Objective. The records that follow must be repeated verbatim, every one of them.

Task input.

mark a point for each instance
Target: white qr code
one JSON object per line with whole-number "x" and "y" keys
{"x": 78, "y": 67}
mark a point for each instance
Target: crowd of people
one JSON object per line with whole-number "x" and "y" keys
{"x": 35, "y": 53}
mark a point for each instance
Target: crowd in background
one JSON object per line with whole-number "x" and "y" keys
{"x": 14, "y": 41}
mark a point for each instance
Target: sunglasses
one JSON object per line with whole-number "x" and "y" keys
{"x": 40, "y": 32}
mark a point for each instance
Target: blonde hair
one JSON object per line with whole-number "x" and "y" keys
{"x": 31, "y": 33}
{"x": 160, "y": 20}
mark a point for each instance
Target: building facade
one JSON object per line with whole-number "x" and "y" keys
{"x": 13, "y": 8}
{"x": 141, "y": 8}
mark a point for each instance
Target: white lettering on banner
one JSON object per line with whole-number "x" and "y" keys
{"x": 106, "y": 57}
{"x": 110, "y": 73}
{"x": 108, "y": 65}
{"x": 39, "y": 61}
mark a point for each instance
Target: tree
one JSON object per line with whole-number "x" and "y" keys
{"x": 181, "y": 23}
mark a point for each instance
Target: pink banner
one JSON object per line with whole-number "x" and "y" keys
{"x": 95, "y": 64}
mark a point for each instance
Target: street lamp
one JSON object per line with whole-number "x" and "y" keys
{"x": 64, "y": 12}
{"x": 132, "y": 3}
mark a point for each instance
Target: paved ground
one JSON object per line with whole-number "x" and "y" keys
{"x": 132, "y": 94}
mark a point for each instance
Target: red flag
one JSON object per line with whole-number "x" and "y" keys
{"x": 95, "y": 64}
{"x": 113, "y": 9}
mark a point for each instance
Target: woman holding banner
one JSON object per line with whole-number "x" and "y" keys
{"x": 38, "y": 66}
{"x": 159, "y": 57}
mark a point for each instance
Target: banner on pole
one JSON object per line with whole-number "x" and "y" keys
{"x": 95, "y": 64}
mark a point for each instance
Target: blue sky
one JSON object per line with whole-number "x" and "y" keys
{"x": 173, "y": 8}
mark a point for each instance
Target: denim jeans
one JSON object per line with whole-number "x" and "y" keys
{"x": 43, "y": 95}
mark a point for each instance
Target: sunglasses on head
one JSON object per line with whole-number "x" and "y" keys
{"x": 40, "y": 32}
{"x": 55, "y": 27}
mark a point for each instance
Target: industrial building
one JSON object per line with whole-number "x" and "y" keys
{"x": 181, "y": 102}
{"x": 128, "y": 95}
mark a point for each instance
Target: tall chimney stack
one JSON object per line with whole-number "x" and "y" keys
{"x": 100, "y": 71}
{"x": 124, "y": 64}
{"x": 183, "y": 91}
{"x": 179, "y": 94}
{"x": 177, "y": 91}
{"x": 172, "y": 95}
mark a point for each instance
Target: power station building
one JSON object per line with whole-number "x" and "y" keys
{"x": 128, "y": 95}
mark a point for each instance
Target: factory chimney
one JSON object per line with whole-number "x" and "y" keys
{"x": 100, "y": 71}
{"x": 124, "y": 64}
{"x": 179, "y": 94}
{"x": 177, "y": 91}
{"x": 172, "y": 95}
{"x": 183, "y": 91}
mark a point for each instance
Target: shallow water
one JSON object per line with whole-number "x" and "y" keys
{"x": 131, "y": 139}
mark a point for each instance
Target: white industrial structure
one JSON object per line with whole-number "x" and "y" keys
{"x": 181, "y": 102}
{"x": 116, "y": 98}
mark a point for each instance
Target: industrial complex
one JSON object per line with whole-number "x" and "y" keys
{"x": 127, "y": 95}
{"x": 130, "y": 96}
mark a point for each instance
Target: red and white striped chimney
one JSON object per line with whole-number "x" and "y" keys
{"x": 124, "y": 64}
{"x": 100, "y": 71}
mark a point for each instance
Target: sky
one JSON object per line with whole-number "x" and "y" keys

Correct result.
mark a point for each instance
Target: white qr code
one JSON object per line with whole-number "x" and "y" keys
{"x": 78, "y": 67}
mark a point for each instance
Target: crowd of people
one JSON object per line with whole-number "x" and "y" keys
{"x": 35, "y": 53}
mark a point for each instance
Target: crowd in background
one JSON object per line with whole-number "x" and "y" keys
{"x": 14, "y": 41}
mark a point for each instance
Target: sunglasses
one JSON object per line with whole-number "x" and "y" keys
{"x": 40, "y": 32}
mark a point for each instance
Target: blonde hair
one JSON object per line with whole-number "x" and "y" keys
{"x": 31, "y": 33}
{"x": 160, "y": 20}
mark a point for each instance
Target: building facade
one JSON object per line with whole-number "x" and "y" keys
{"x": 13, "y": 8}
{"x": 141, "y": 8}
mark a point for each instance
Target: white lettering on banner
one JSON object per line with whole-number "x" and "y" keys
{"x": 106, "y": 57}
{"x": 110, "y": 73}
{"x": 108, "y": 65}
{"x": 39, "y": 61}
mark a point for each instance
Target: tree
one JSON object per line with whole-number "x" and "y" keys
{"x": 181, "y": 23}
mark a point for each instance
Target: pink banner
one JSON object per line with whole-number "x" and "y" keys
{"x": 95, "y": 64}
mark a point for each instance
Target: street lamp
one JSON object per line with whole-number "x" and "y" keys
{"x": 64, "y": 12}
{"x": 132, "y": 3}
mark a point for each instance
Target: paved ground
one JSON object per line with whole-number "x" and "y" keys
{"x": 132, "y": 94}
mark a point for each instance
Target: red flag
one JSON object per line with whole-number "x" and "y" keys
{"x": 95, "y": 64}
{"x": 113, "y": 9}
mark a point for each instance
Target: woman holding banner
one JSON object per line with whole-number "x" and "y" keys
{"x": 38, "y": 66}
{"x": 159, "y": 57}
mark a point for each instance
Target: banner on pole
one JSON object per line with whole-number "x" and "y" keys
{"x": 95, "y": 64}
mark a point for each instance
Target: blue sky
one JSON object per line with whole-number "x" and "y" keys
{"x": 173, "y": 8}
mark a point for each instance
Target: denim jeans
one JSON object per line with whole-number "x" and "y" keys
{"x": 43, "y": 95}
mark a point for each instance
Target: sunglasses on head
one JSON object per line with whole-number "x" and "y" keys
{"x": 40, "y": 32}
{"x": 55, "y": 27}
mark a point for each instance
Target: industrial building
one JSON object per line with whole-number "x" and "y" keys
{"x": 181, "y": 102}
{"x": 128, "y": 95}
mark a point for each instance
Target: tall chimney stack
one JSON object per line with whole-number "x" and "y" keys
{"x": 100, "y": 71}
{"x": 124, "y": 64}
{"x": 183, "y": 91}
{"x": 179, "y": 94}
{"x": 177, "y": 91}
{"x": 172, "y": 95}
mark a point for each instance
Target: power station building
one JSON object per line with whole-number "x" and "y" keys
{"x": 128, "y": 95}
mark a point for each instance
Target: factory chimney
one JSON object per line with whole-number "x" and "y" keys
{"x": 100, "y": 71}
{"x": 124, "y": 64}
{"x": 179, "y": 94}
{"x": 177, "y": 91}
{"x": 172, "y": 95}
{"x": 183, "y": 91}
mark a point for each instance
Target: shallow water
one JSON object per line with whole-number "x" and "y" keys
{"x": 131, "y": 139}
mark a point for each instance
Target: white industrial structure
one JSON object per line with whole-number "x" and "y" keys
{"x": 181, "y": 102}
{"x": 116, "y": 98}
mark a point for each instance
Target: industrial complex
one JSON object per line with whole-number "x" and "y" keys
{"x": 127, "y": 95}
{"x": 130, "y": 96}
mark a point for each instance
Target: red and white striped chimney
one JSON object per line with whole-number "x" and "y" keys
{"x": 124, "y": 64}
{"x": 100, "y": 71}
mark a point for each instance
Target: sky
one JSON object per line with whole-number "x" and "y" keys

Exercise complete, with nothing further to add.